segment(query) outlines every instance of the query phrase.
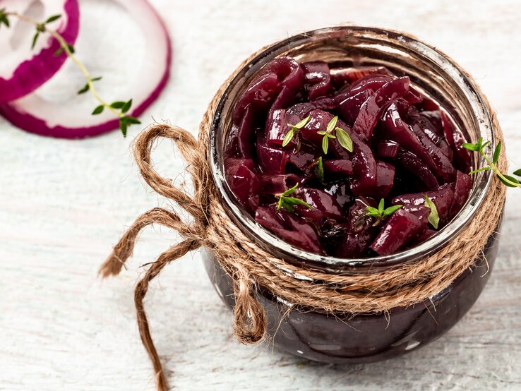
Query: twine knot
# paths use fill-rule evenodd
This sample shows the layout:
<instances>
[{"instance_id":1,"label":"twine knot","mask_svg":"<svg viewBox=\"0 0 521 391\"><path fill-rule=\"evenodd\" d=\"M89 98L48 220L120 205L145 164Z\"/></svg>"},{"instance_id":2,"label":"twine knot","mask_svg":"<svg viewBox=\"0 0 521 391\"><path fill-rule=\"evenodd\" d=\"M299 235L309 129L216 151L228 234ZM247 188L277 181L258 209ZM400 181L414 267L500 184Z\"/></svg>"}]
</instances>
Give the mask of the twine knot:
<instances>
[{"instance_id":1,"label":"twine knot","mask_svg":"<svg viewBox=\"0 0 521 391\"><path fill-rule=\"evenodd\" d=\"M159 138L172 139L177 145L186 162L186 171L191 175L194 194L191 196L174 187L171 181L160 176L152 168L150 155L154 142ZM99 274L102 277L117 275L126 260L132 255L138 236L145 227L157 224L176 231L183 238L180 243L162 253L157 260L148 264L145 275L137 283L134 290L138 325L140 336L148 353L156 373L158 390L167 389L161 361L150 335L148 320L145 312L143 299L148 290L150 282L157 276L167 265L201 246L215 247L208 241L208 169L199 144L186 131L177 126L157 125L143 131L137 138L134 145L134 157L141 176L157 193L174 201L193 217L192 223L184 222L176 213L161 207L155 207L139 216L126 230L112 252L101 265ZM236 305L234 311L235 336L244 344L253 344L262 340L266 332L267 318L261 305L254 294L254 282L244 267L230 263L227 270L235 276L234 290Z\"/></svg>"}]
</instances>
^^^^^^^^
Copy the listing above line for line, with no changes, omitting the pictures.

• _Answer for the task_:
segment(query) outlines every instance of the query phrase.
Query: twine knot
# paths use fill-rule evenodd
This sample shows the layout:
<instances>
[{"instance_id":1,"label":"twine knot","mask_svg":"<svg viewBox=\"0 0 521 391\"><path fill-rule=\"evenodd\" d=\"M89 98L48 220L120 205L145 164Z\"/></svg>"},{"instance_id":2,"label":"twine knot","mask_svg":"<svg viewBox=\"0 0 521 391\"><path fill-rule=\"evenodd\" d=\"M299 235L309 129L216 151L228 234ZM247 188L277 181L258 209ZM400 181L414 267L500 184Z\"/></svg>"}]
</instances>
Give the mask of the twine knot:
<instances>
[{"instance_id":1,"label":"twine knot","mask_svg":"<svg viewBox=\"0 0 521 391\"><path fill-rule=\"evenodd\" d=\"M159 138L172 139L177 145L186 162L186 171L191 175L194 194L191 196L174 187L171 181L160 176L152 168L150 155L154 142ZM99 274L102 277L117 275L126 260L132 255L138 236L145 227L157 224L176 231L183 238L180 243L162 253L157 260L148 264L145 275L137 283L134 290L138 325L140 336L148 353L156 373L158 390L167 389L161 361L150 335L148 320L145 312L143 299L148 290L150 282L157 276L167 265L201 246L215 247L208 241L208 169L199 144L186 131L177 126L157 125L143 131L137 138L134 145L134 157L141 176L157 193L174 201L193 217L192 223L184 222L176 213L161 207L155 207L139 216L126 230L112 252L101 265ZM236 305L234 311L235 336L244 344L253 344L262 340L266 332L267 318L261 305L254 294L254 282L244 267L230 263L227 270L235 276L234 290Z\"/></svg>"}]
</instances>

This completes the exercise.